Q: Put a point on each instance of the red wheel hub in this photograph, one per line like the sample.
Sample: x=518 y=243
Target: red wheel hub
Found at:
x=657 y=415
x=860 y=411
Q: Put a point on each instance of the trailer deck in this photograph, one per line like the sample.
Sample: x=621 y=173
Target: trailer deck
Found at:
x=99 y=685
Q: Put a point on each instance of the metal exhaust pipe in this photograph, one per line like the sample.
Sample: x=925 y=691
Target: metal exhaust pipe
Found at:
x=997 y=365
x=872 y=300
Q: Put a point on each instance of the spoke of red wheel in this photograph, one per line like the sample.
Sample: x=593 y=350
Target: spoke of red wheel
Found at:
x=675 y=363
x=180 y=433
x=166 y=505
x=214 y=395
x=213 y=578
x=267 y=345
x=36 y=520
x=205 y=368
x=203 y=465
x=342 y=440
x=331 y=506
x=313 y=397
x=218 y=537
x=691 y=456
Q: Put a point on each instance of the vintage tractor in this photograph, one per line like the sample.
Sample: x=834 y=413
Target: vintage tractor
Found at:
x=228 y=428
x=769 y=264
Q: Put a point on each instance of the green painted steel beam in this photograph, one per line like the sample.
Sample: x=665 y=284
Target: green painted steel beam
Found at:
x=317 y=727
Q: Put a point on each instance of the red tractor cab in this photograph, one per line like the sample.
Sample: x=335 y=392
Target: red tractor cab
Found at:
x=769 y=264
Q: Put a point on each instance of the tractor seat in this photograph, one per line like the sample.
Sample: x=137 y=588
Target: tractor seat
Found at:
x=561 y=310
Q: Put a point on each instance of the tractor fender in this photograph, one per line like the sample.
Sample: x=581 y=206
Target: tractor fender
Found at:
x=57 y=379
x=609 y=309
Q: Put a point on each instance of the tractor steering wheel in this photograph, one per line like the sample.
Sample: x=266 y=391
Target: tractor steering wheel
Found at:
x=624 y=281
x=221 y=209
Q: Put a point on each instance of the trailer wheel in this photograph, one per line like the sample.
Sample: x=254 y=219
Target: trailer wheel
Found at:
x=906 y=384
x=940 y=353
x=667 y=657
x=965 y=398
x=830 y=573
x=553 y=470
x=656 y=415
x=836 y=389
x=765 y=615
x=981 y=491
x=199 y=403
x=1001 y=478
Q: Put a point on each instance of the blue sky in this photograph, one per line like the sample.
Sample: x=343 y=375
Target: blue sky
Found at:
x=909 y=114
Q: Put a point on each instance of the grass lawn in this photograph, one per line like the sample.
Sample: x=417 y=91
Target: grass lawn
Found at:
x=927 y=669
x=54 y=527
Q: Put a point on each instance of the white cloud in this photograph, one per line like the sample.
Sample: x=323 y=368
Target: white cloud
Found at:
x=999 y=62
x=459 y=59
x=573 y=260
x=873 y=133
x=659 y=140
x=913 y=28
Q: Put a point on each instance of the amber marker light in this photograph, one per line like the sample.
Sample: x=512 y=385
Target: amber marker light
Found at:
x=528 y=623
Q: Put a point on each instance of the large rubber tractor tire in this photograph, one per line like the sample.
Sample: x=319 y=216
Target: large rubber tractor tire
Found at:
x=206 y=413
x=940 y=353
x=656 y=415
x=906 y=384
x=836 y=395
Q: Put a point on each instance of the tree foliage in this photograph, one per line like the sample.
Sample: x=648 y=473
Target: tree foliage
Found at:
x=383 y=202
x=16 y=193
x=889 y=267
=======
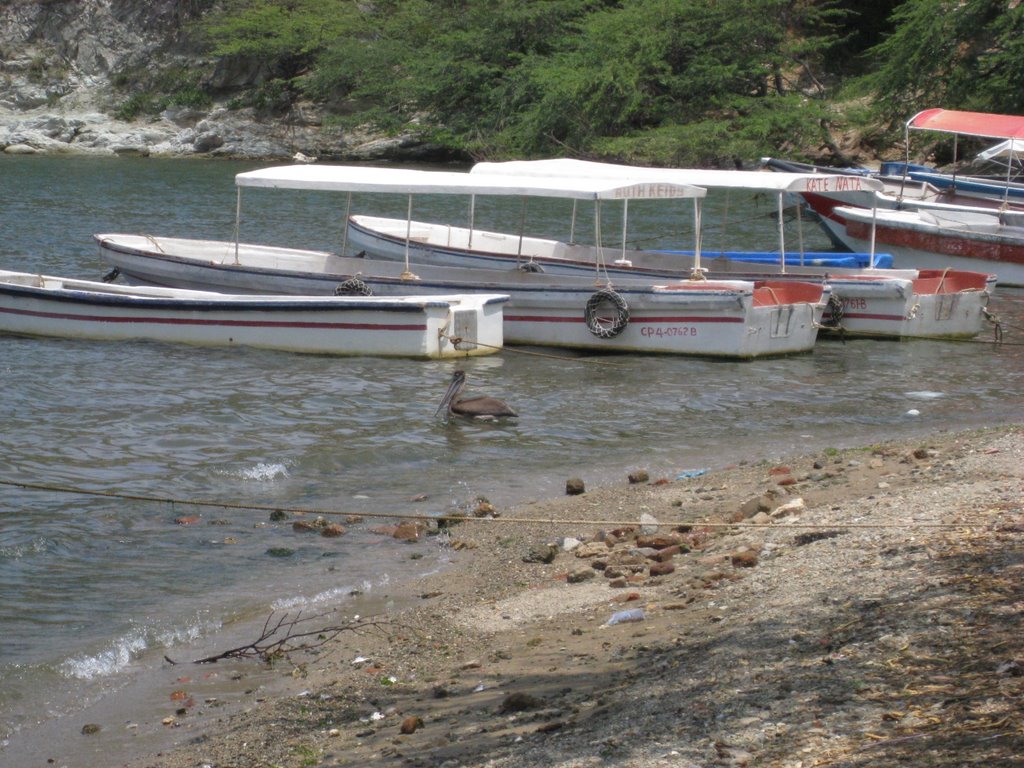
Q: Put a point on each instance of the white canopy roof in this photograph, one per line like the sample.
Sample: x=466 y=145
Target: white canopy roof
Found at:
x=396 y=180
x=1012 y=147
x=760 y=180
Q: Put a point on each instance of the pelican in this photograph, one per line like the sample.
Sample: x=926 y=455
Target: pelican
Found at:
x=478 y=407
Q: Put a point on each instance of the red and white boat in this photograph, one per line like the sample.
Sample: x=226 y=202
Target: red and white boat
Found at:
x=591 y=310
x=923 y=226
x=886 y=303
=======
▶ **TASK DETAILS**
Among the lines above, which ones include the word "boat"? Copy them.

▶ **ANSWER TO THIS EXERCISE**
Q: Put a point on each instance of the red and white boat in this photograph, one per line like the sample.
Target: red and white boat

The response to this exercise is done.